§ **Excerpts from location labeling data**

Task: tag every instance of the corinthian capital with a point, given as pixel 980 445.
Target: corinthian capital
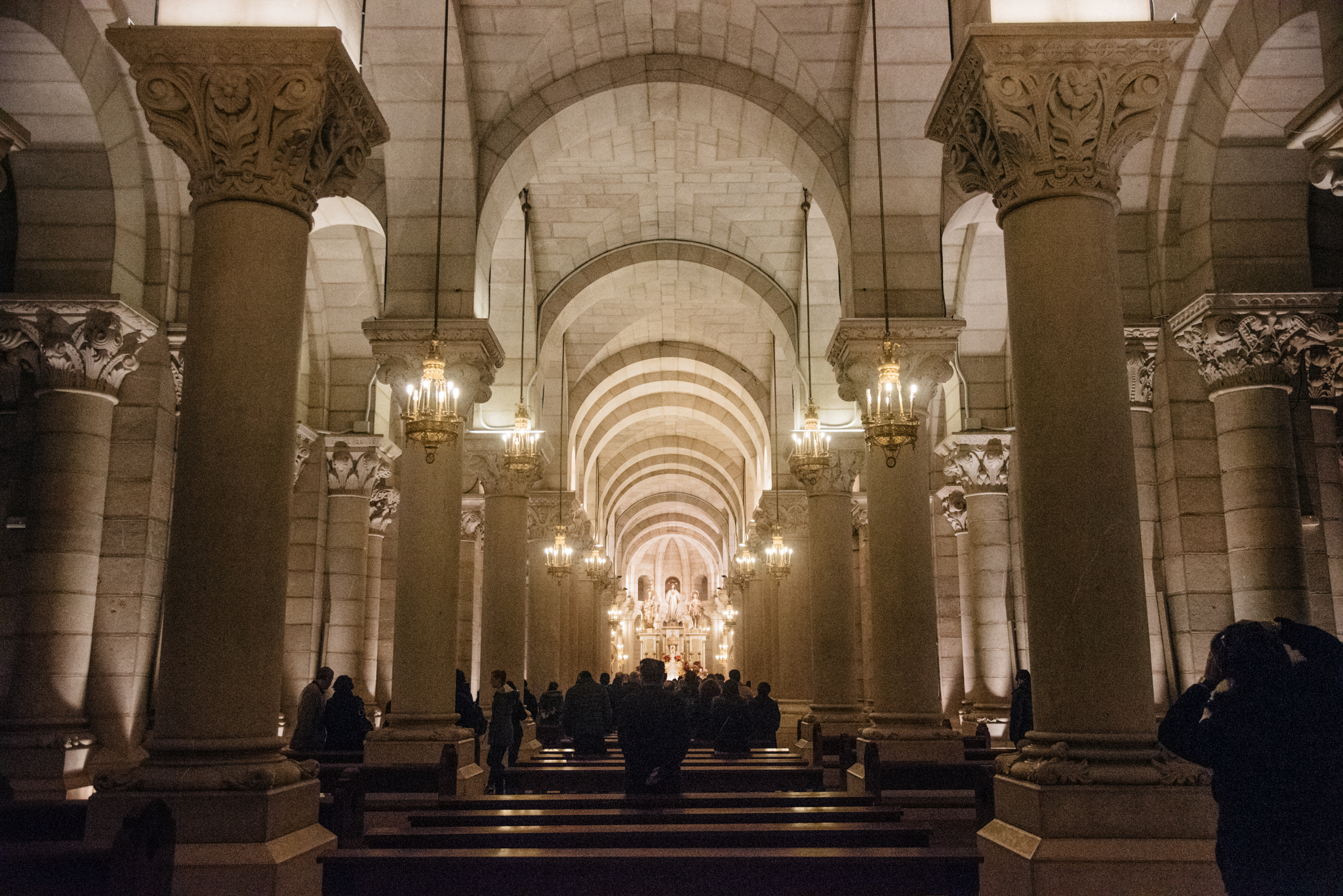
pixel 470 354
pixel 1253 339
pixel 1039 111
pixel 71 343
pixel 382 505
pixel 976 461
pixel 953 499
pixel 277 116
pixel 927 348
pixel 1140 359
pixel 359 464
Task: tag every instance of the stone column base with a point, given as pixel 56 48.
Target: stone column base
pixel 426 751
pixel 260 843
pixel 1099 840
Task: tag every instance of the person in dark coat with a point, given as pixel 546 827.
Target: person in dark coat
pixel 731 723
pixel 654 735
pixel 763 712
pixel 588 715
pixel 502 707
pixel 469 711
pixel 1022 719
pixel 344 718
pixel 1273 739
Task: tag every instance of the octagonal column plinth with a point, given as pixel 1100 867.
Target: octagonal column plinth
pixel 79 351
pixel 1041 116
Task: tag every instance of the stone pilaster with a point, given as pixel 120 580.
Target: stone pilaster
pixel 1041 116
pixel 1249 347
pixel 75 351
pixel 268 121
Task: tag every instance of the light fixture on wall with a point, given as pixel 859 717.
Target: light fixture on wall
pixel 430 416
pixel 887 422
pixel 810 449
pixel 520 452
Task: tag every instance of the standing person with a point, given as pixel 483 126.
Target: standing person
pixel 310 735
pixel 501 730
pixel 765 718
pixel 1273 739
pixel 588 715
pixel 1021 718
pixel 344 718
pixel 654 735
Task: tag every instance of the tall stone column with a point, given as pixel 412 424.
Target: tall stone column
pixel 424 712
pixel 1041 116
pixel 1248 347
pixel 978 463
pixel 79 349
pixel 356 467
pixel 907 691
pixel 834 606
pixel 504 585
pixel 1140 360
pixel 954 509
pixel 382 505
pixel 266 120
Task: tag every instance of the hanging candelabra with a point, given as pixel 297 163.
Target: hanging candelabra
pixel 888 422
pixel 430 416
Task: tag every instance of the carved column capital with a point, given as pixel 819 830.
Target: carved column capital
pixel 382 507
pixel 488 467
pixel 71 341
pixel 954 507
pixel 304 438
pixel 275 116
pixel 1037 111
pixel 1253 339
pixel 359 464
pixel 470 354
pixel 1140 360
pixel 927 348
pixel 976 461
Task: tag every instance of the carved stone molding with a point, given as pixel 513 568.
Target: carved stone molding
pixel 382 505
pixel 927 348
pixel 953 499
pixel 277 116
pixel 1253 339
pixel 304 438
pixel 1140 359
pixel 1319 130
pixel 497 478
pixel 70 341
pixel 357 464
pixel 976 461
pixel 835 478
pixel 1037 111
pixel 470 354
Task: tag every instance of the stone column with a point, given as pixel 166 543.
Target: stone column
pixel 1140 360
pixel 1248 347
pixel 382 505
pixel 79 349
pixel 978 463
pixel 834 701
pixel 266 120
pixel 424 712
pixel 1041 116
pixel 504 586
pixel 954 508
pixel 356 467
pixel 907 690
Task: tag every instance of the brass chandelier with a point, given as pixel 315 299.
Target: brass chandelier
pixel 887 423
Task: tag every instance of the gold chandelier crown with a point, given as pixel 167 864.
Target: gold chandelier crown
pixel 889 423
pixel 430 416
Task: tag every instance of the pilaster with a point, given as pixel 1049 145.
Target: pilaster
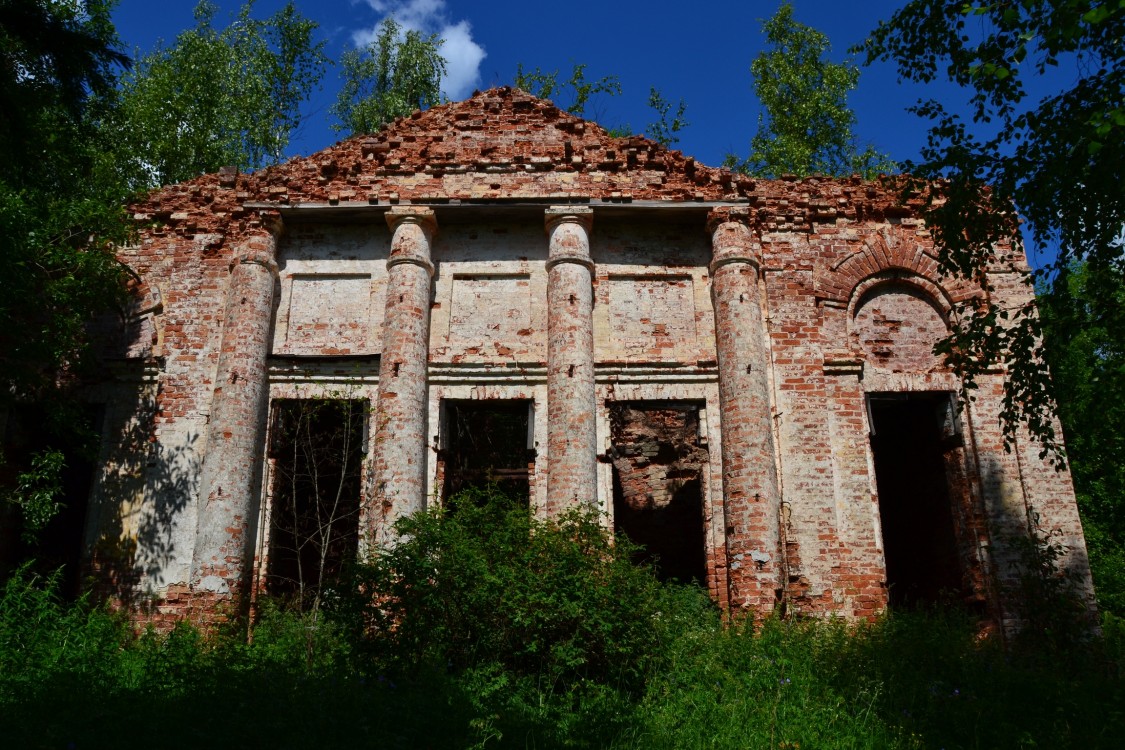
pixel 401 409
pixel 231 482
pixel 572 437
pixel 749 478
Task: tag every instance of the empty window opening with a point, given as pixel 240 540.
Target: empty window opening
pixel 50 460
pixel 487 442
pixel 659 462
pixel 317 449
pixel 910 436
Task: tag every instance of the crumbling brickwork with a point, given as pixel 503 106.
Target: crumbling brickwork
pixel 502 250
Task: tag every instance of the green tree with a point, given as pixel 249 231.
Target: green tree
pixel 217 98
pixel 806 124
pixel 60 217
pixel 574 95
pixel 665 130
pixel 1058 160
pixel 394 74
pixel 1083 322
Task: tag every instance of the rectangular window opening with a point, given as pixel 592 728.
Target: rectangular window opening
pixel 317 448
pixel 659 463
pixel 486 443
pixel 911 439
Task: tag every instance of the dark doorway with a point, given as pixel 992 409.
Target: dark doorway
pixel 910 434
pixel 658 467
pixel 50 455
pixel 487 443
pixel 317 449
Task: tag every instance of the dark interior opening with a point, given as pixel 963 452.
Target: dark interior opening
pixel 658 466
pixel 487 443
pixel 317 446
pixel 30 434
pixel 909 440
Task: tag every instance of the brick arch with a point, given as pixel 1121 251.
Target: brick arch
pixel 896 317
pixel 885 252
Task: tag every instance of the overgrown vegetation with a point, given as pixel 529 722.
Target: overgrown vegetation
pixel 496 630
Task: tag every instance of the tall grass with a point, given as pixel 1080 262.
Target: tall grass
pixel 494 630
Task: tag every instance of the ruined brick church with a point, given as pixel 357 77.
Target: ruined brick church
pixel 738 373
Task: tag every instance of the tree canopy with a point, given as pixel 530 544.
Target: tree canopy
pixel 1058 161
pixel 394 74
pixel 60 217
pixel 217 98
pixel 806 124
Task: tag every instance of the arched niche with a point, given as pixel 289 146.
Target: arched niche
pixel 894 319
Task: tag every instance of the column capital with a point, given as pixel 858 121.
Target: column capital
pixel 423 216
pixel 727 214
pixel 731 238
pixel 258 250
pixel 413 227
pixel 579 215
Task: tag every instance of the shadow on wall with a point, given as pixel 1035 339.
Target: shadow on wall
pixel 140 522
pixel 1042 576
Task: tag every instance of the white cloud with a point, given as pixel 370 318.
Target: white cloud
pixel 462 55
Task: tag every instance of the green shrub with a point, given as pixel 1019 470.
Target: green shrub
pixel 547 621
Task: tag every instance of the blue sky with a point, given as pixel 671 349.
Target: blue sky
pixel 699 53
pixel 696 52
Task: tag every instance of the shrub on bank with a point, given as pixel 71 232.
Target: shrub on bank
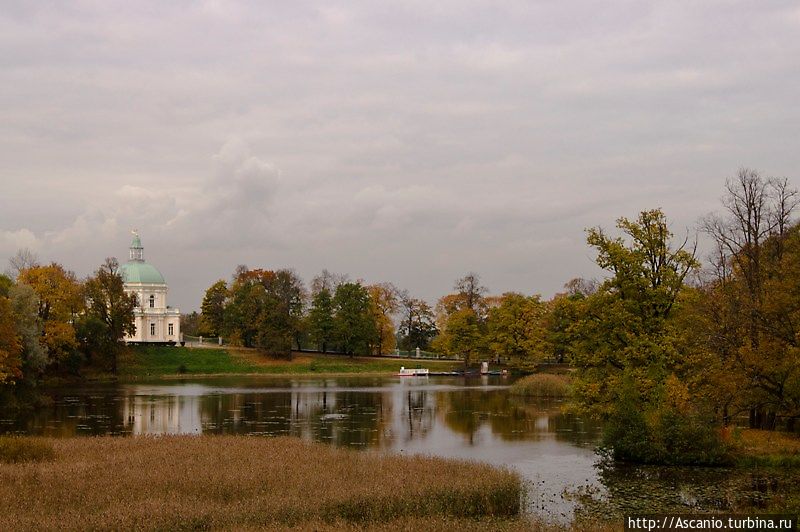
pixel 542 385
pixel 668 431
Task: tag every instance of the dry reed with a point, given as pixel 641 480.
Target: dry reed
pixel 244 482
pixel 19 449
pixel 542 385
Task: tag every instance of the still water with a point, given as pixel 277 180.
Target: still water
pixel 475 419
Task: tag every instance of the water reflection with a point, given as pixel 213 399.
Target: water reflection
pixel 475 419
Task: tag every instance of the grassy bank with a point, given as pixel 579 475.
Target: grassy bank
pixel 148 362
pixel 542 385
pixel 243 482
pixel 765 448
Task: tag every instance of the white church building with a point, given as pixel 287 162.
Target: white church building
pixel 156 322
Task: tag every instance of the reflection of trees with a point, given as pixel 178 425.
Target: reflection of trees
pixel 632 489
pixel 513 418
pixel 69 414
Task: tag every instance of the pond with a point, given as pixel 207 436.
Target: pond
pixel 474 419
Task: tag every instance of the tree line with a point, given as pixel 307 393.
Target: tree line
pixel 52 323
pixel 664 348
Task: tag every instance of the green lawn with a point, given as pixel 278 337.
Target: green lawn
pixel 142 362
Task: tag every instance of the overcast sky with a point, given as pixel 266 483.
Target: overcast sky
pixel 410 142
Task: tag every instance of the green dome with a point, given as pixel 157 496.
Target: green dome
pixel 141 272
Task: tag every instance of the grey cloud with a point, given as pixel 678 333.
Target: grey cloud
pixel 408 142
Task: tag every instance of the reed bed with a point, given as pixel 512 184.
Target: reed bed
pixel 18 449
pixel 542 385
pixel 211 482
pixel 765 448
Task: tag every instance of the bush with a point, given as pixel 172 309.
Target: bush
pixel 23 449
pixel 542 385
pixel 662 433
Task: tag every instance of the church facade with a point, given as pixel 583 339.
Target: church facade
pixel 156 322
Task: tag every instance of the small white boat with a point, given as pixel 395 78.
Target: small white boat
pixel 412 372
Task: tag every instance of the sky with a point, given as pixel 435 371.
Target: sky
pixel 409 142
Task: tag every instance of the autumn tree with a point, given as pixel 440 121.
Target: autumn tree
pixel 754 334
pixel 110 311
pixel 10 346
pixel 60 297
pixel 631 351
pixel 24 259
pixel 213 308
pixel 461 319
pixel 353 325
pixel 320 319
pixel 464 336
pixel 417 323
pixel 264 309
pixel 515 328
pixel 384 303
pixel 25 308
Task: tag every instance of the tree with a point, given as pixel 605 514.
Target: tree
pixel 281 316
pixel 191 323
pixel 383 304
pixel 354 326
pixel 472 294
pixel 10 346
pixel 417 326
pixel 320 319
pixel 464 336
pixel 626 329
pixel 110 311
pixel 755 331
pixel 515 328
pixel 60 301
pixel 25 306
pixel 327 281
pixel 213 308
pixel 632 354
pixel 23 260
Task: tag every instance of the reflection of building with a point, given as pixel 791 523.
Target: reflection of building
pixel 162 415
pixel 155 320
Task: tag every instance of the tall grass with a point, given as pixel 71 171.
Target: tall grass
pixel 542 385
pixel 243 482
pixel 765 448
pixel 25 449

§ **Work to be completed**
Reproduce the records between the lines holding "Task: tag every instance of the arched" and "pixel 894 319", inclusive, replacing "arched niche" with "recessed alcove" and leaving everything else unchanged.

§ **Problem solution**
Task: tag every instance of the recessed alcove with a point, given as pixel 289 146.
Target: recessed alcove
pixel 894 319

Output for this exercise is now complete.